Written task 1: Summarize the essay on the staple ball and random graphs in two sentences.

Document segment:
————————

The birth of the giant component

The waste product of my document scanning project is a slag heap of extracted staples:


The other day I made a discovery: If you grab one of the discarded staples and lift it, the whole ball of tangled, mangled metal comes along, leaving behind only a few stragglers in the bottom of the bowl.


When I noticed this, my first thought was “Hmm, that’s funny.” My second thought was “Oh, of course: Erdős-Rényi.” And my third thought–well, I’m still working on my third thought, as well as thoughts four, five and six.

Erdős and Rényi are Paul Erdős and Alfréd Rényi, who wrote a big paper on “The Evolution of Random Graphs” 50 years ago (Publications of the Mathematical Institute of the Hungarian Academy of Sciences, 1960, 5:17–61). Their paper wasn’t quite the debut appearance of random graphs in the mathematical literature, but it’s usually cited as the theory’s point of origin.

In one version of the Erdős-Rényi process, you start with a set of n isolated vertices and then add random edges one at a time; specifically, at each stage you choose two vertices at random from among all pairs that are not already connected, then you draw an edge between them. It turns out there’s a dramatic change in the nature of the graph when the number of edges reaches n/2. Below this threshold, the graph consists of many small, isolated components; above n/2, the fragments coalesce into one giant component that includes almost all the vertices. “The Birth of the Giant Component” was later described in greater detail in an even bigger paper–it filled an entire issue of Random Structures and Algorithms (1993, 4:233–358)–by Svante Janson, Donald E. Knuth, Tomasz Luczak and Boris Pittel.

What made me think of a connection between Erdős-Rényi graphs and my hairball of staples? What I had in mind was something like this: The long, straight, middle part of a staple corresponds to an edge of a graph, and the bent end pieces, which can grab on to each other, are the vertices. Thus a single staple is a graph consisting of two vertices connected by one edge. When two staples hook up, two of their vertices merge and we’re left with a connected graph of three vertices and two edges. Since each staple contributes one edge and at most two vertices to the graph, the number of edges must be at least half the number of vertices. Thus the graph is always over the threshold for forming a giant component, according to Erdős and Rényi.

The counting part of this analysis seems okay, but I’m afraid the rest of it doesn’t hold up very well. Whatever is going on in the staple ball, the evolution of the system is not well modeled by the Erdős-Rényi process of adding edges to a fixed set of vertices. Instead, each staple brings both an edge and two vertices. The crucial event that makes the cluster hang together is the merging of vertices when staples link hands; this merging has no counterpart in the Erdős-Rényi process.

The underlying problem here is that Erdős-Rényi graphs are purely topological–there’s no concept of distance, and any two vertices are equally likely to have an edge joining them. But the staple graph has important geometric constraints. Two vertices can be joined by an edge only if the distance between them is approximately equal to the length of a staple.

————————

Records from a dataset
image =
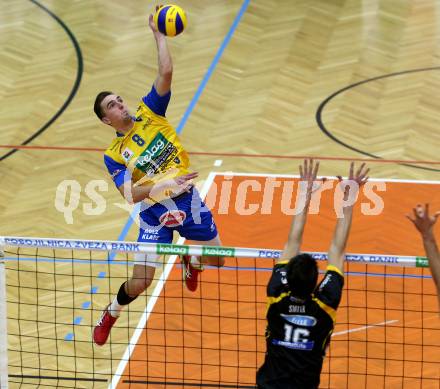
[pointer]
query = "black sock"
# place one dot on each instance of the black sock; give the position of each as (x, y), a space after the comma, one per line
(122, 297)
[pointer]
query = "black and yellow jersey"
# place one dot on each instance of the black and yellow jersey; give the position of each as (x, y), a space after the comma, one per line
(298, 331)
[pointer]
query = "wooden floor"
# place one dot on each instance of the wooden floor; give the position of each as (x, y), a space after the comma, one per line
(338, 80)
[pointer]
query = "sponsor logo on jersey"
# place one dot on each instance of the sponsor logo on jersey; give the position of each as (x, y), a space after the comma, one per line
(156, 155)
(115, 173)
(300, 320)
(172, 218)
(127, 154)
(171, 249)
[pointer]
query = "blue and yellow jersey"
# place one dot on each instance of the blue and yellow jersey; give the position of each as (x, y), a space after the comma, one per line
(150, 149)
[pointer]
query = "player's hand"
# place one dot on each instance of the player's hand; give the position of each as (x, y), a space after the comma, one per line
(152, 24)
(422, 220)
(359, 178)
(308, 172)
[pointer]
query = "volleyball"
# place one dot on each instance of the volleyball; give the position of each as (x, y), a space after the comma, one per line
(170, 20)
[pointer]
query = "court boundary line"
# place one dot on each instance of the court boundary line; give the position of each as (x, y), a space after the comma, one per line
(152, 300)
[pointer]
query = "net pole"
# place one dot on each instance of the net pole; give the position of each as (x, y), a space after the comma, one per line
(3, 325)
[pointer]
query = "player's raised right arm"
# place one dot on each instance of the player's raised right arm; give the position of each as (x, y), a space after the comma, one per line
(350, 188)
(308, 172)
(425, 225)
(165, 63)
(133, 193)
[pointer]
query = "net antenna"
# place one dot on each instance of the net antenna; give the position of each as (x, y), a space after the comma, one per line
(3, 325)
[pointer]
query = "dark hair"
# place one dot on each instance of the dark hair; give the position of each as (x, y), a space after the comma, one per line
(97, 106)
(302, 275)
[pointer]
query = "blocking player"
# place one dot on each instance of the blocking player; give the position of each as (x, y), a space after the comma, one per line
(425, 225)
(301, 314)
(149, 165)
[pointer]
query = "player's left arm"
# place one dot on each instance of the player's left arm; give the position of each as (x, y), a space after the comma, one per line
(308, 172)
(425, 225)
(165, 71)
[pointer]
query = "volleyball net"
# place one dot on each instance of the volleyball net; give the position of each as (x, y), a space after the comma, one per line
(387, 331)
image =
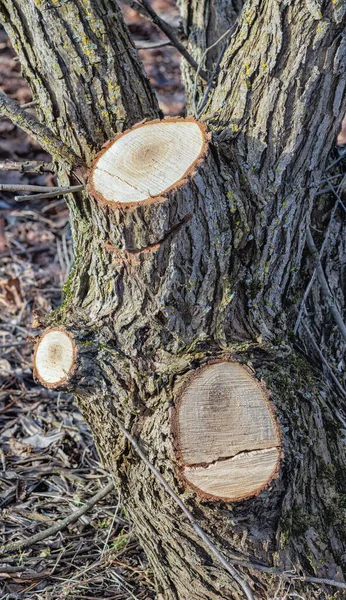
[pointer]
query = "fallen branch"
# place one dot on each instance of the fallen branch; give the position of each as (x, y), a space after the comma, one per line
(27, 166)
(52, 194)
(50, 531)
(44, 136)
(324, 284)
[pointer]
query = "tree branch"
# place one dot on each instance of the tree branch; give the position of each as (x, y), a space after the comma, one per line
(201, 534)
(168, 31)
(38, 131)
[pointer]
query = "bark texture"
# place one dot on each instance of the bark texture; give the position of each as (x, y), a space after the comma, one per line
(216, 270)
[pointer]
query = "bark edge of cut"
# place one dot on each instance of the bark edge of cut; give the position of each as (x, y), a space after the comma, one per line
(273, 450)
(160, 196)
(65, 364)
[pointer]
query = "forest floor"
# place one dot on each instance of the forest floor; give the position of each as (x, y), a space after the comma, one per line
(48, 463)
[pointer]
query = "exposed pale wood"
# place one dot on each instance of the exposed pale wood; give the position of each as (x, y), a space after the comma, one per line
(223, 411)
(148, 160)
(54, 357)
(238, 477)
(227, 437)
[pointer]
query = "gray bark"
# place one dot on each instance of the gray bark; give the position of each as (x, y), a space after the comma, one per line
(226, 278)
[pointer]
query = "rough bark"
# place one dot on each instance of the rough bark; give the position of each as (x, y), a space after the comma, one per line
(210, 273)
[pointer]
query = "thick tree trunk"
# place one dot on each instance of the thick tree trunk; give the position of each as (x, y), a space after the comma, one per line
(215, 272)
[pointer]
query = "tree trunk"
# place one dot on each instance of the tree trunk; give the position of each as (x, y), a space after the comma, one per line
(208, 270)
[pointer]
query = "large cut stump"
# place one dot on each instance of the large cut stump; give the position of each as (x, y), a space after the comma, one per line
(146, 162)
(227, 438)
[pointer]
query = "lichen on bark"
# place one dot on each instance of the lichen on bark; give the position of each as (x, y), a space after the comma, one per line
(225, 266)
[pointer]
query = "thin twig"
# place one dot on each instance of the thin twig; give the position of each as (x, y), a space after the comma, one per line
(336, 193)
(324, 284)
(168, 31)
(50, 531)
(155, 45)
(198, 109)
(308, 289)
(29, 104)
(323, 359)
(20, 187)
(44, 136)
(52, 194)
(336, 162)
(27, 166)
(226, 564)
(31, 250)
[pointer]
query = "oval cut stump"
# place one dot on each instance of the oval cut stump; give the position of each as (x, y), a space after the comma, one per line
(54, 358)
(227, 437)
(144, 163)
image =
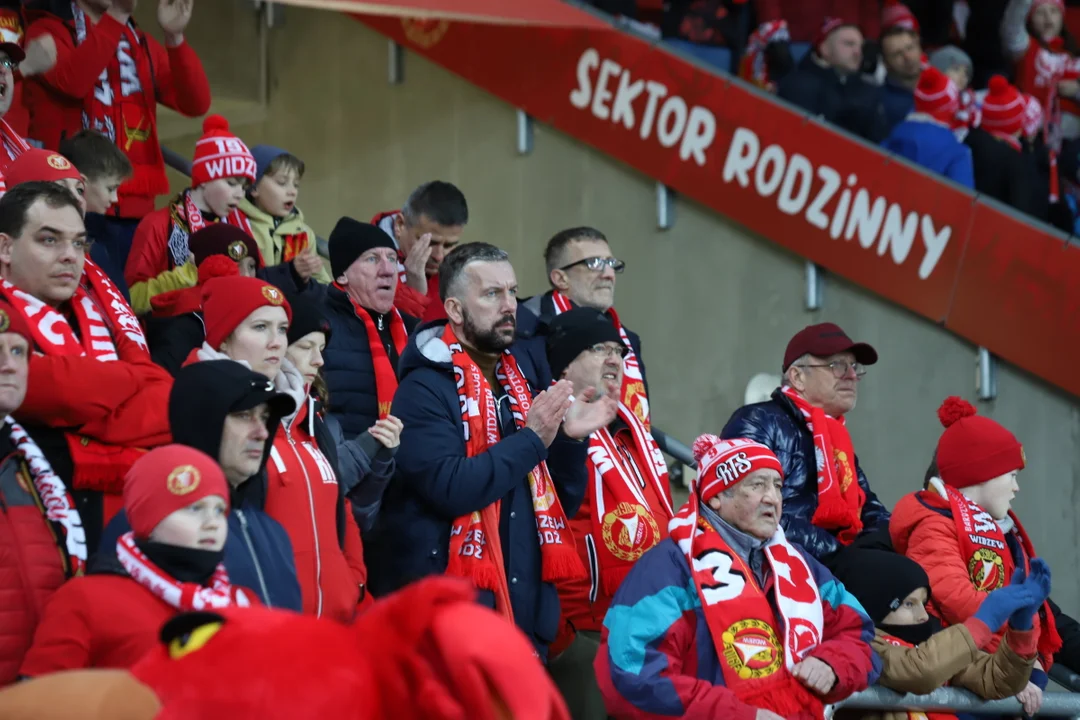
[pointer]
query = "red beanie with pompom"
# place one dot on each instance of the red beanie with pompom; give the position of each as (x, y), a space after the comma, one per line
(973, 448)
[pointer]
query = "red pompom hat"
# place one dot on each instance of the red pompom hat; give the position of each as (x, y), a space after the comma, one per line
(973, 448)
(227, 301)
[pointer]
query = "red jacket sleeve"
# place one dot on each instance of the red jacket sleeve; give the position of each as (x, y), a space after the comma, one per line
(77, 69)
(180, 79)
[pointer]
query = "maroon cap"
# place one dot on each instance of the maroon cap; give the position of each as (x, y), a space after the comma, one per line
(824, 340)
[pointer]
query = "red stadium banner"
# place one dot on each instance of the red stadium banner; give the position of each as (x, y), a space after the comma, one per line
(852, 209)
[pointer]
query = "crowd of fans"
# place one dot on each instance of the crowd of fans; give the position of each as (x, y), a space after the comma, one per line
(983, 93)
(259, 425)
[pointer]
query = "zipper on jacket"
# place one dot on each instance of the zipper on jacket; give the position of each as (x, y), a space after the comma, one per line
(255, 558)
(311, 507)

————————

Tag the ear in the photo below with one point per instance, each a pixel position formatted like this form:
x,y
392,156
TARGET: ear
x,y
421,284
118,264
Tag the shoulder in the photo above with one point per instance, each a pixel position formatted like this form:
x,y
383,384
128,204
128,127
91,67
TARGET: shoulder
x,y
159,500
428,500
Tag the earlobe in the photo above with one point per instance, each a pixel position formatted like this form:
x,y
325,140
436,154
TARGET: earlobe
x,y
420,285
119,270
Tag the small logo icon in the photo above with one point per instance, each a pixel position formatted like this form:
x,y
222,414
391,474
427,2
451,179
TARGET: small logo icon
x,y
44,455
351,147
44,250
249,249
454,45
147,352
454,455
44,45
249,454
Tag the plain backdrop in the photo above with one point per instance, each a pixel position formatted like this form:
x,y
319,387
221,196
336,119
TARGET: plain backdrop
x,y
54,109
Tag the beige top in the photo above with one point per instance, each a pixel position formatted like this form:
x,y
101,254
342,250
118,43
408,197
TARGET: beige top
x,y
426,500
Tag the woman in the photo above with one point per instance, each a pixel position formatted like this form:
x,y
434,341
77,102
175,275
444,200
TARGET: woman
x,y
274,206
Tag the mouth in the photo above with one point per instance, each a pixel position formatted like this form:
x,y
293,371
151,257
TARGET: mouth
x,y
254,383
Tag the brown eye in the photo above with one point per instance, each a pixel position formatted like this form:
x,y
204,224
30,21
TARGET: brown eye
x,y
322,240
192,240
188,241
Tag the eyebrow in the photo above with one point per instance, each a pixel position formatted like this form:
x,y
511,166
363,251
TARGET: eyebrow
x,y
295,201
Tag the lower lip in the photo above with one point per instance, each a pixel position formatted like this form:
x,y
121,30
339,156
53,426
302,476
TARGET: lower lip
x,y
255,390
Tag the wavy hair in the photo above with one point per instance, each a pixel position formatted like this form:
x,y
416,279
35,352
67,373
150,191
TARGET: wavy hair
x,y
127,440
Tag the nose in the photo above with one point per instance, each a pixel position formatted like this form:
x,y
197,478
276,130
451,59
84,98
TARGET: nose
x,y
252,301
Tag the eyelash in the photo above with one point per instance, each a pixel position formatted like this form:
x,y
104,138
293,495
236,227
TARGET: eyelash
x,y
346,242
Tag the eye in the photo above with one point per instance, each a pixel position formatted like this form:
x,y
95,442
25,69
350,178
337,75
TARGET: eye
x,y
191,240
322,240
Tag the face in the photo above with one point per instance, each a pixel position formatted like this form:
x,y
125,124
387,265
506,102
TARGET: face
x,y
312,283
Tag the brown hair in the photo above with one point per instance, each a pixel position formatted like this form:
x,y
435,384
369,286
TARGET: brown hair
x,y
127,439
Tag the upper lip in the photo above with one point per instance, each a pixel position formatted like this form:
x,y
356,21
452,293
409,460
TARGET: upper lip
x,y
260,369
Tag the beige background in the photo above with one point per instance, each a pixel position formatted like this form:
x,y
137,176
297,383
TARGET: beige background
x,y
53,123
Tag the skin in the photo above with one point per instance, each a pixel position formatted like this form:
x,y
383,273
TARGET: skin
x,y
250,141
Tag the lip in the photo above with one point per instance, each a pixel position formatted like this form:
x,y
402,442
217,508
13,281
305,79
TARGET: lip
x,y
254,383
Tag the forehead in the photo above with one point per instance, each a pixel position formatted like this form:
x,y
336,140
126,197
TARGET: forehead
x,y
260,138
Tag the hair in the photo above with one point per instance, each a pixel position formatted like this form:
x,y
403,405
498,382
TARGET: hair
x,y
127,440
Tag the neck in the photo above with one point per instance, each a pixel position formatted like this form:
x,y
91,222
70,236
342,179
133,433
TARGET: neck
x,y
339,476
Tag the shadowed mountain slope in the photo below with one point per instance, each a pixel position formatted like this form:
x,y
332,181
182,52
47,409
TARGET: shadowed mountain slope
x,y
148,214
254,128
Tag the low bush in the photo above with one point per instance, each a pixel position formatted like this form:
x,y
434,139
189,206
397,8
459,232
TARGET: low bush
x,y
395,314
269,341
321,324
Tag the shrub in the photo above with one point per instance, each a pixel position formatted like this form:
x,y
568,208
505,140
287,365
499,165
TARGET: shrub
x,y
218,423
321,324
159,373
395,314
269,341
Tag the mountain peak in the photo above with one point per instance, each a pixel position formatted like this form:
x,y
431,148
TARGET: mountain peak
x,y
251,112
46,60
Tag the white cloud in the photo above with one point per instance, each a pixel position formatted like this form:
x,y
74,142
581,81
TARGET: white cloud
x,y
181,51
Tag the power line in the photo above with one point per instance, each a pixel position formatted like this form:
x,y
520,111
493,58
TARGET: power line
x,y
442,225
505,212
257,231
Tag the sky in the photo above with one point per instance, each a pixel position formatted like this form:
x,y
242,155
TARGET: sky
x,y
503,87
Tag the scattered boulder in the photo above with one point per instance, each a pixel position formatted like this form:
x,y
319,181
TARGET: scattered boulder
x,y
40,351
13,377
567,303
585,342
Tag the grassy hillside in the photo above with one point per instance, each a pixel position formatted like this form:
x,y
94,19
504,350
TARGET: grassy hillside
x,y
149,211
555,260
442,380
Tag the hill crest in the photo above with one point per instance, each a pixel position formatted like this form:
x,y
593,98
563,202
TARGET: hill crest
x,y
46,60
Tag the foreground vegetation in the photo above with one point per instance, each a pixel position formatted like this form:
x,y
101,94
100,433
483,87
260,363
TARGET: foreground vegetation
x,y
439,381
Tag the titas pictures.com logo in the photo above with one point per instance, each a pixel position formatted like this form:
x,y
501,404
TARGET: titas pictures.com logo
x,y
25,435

————————

Written task 2: Find every line in the listing above that contains the word "woman", treating uppercase and lowercase letters as different.

Final result 1: A tangled heap of staples extracted during a document-scanning project comes up almost all at once when one staple is lifted, which brought to mind the Erdős-Rényi theory of random graphs, in which one giant component forms once the number of edges reaches half the number of vertices. Each staple was first treated as an edge joining two vertices, but the analogy falls short because every staple brings its own vertices, which merge when staples hook together, and because the staple graph has geometric constraints that Erdős-Rényi graphs lack.

Final result 2:
Tag the woman in the photo above with one point per instance, each a pixel position formatted like this form:
TARGET: woman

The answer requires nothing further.